* [OPDRACHT]
Vervolg de uitspraak van de beroepscommissie hieronder en begin direct na de laatste zin die er staat.

* [GECITEERDE TEKST]
------------------------------------

Onderwerp: Bezoek-historie

RSJ 23/34706/GA, 17 oktober 2023, beroep
Uitspraakdatum:17-10-2023

Dit onderwerp bevat de volgende rubrieken.

Nummer          23/34706/GA

 

                                  

Betreft  [klager]

Datum  17 oktober 2023

 

 

 

Uitspraak van de beroepscommissie van de RSJ op het beroep van [klager] (hierna: klager)

 

1. De procedure

Klager heeft beklag ingesteld tegen:

a.         een disciplinaire straf van zeven dagen opsluiting in een andere verblijfsruimte dan een strafcel, zonder televisie, vanwege een te lage kreatininewaarde bij een urinecontrole, geheel voorwaardelijk met een proeftijd van twee maanden, ingaande op 1 februari 2023;

b.         de beslissing van 31 januari 2023 om hem niet te promoveren naar het plusprogramma.

------------------------------------

* [AANGELEVERDE ITEMS]

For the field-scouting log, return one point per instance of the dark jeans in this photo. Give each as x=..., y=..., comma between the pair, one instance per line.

------------------------------------

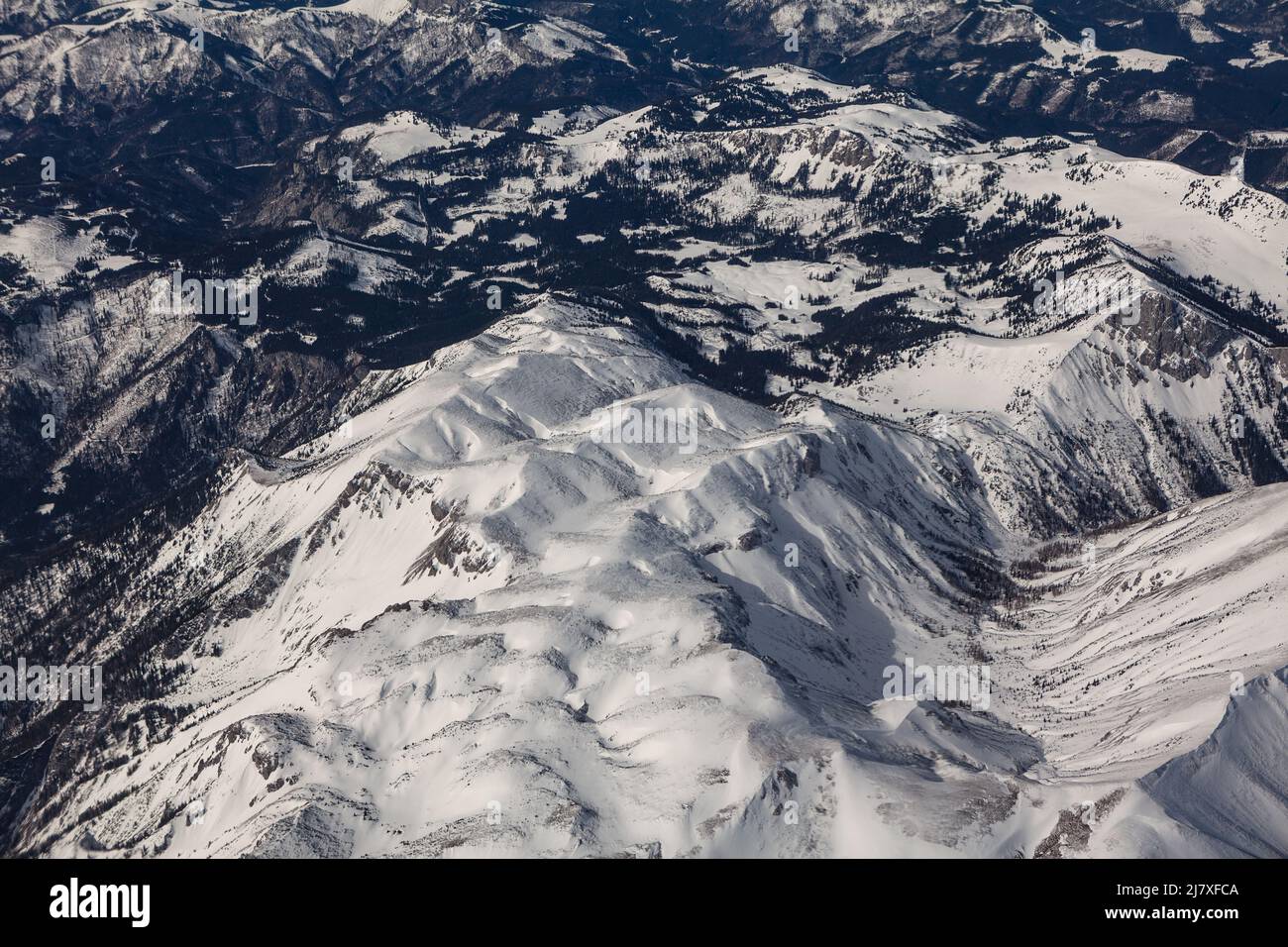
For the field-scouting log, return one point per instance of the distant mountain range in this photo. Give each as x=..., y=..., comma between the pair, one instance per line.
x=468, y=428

------------------------------------

* [UITWERKING]
De beklagrechter bij de Penitentiaire Inrichting (PI) Ter Apel heeft op 29 juni 2023 de klachten ongegrond verklaard (Ta-2023-74). De uitspraak van de beklagrechter is bijgevoegd.

Klagers raadsvrouw, mr. I.A. Kamans, heeft namens klager beroep ingesteld tegen deze uitspraak.

De beroepscommissie heeft klager, zijn raadsvrouw en […], plaatsvervangend vestigingsdirecteur van de PI Ter Apel, gehoord op de zitting van 24 augustus 2023 in de PI Lelystad. Mr. T.L. Hokken, secretaris bij de RSJ, was als toehoorder aanwezig.

 

2. De standpunten in beroep

Standpunt van klager

Klagers raadsvrouw heeft ter zitting aangevoerd dat het beroep zich richt tegen beklag a en b. De degradatie volgt uit de disciplinaire straf.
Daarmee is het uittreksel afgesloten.